### 任务要求
请阅读下方关于区间合并的题解,并依据其内容回答:
1. 给定 [1,3],[2,6],[8,10],[15,18] 时,应返回什么?
2. 该题解称这道题属于何种难度?
3. 据文末所述,第一次提交的问题出在何处?

### 页面正文
• leetcode 56 Merge Intervals ----- java


    Given a collection of intervals, merge all overlapping intervals.

    For example,
    Given [1,3],[2,6],[8,10],[15,18],
    return [1,6],[8,10],[15,18].

    这道题就是合并所有集合,虽然是hard难度,但是还是比较好想出来的,就是重写compare,然后对所有集合进行排序,排序之后再进行比较久ok了。

    [A,B]与[C,D]

    在已经排序的前提下,比较B与C的大小,如果B大,那么合并两个集合,取出D与下一个集合进行比较

                      如果C大,那么直接添加集合进result。

    最后再进行一次判断(最后一个集合是否加入了result中)。

    但是第一次提交compare定义出现了错误。

    /**
     * Definition for an interval.
     * public class Interval {
     *     int start;
     *     int end;
     *     Interval() { start = 0; end = 0; }
     *     Interval(int s, int e) { start = s; end = e; }
     * }
     */
    public class Solution {
        public List<Interval> merge(List<Interval> intervals) {
            List<Interval> result = new ArrayList<Interval>();
            int len = intervals.size();
            if( len < 2 )
                return intervals;
            Comparator<Interval> comparator = new Comparator<Interval>(){
                public int compare(Interval i1,Interval i2){
                    if( i1.start>i2.start)
                        return 1;
                    else 
                        return -1;
                }
            };
            Collections.sort(intervals, comparator);
            int[] start = new int[len];
            int[] end = new int[len];
            for( int i = 0;i<len;i++){
                start[i] = intervals.get(i).start;
                end[i] = intervals.get(i).end;
            }
            int begin,over;
            int i = 0,j = 1;
            while( i< len ){
                if( i == len-1){
                    result.add(intervals.get(i));
                    return result;
                }
                Interval ans = new Interval();
                ans.start = start[i];
                begin = start[j];
                over = end[i];
                while( over >= begin ){
                    over = over>end[j]?over:end[j];
                    j++;
                    if( j == len)
                        break;
                    begin = start[j];
                }
                ans.end = over;
                result.add(ans);
                
                i = j;
                j = j+1;
            }
            
            
            return result;
        }
    }

    然后发现并不是超时,只是对于compare重写的时候出现了问题。

(数据列表)
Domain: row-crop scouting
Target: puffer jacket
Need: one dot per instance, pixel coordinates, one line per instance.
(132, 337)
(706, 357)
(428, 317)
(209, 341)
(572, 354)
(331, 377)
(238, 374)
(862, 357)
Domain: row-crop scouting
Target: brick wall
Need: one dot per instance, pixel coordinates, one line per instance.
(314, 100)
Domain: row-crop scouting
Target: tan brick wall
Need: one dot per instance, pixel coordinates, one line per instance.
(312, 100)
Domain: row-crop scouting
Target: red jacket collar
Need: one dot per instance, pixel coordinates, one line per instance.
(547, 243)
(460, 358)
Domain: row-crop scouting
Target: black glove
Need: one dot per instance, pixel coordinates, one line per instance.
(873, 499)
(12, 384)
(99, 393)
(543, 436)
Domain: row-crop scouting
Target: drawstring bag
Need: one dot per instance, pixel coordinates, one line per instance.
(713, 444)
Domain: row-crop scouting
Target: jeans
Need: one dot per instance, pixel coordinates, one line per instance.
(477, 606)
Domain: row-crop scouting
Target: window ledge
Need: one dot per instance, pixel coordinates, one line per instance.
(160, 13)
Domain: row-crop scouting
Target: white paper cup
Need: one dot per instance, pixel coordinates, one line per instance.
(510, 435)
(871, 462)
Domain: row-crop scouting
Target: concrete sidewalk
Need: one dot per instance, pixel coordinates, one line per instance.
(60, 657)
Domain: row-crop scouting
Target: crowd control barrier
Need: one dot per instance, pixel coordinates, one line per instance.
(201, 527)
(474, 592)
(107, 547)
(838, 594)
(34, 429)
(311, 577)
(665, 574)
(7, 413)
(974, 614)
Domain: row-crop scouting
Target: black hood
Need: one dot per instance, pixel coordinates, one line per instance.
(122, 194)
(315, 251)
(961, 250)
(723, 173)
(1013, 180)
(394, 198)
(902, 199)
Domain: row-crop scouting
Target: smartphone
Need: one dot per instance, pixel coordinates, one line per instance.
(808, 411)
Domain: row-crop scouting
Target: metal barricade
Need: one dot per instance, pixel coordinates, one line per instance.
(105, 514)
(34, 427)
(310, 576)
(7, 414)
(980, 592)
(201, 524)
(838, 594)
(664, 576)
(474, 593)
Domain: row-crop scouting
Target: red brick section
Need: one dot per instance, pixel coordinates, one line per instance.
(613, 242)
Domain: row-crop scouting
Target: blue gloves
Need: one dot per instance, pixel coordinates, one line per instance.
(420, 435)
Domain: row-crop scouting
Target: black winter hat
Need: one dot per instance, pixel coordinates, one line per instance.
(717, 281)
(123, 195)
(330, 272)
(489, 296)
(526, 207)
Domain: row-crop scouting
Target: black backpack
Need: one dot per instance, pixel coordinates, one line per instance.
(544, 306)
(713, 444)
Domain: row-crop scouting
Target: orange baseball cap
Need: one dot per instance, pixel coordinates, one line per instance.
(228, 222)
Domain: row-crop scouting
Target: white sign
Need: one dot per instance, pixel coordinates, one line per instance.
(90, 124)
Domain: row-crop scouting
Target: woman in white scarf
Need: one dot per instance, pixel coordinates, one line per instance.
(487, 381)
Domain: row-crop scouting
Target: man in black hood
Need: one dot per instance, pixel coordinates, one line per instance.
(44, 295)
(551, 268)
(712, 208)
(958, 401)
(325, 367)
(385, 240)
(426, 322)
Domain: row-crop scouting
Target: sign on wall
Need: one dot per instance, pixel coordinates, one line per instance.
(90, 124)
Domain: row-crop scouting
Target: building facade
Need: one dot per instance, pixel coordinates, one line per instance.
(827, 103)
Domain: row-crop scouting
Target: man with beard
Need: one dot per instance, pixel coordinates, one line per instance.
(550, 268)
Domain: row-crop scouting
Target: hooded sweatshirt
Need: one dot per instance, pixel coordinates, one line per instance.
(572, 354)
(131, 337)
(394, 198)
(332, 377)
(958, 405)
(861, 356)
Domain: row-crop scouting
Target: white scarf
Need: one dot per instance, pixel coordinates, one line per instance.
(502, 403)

### 完整答案
1. 返回 [1,6],[8,10],[15,18]。
2. hard 难度。
3. 并非超时,而是重写 compare 时出现了问题。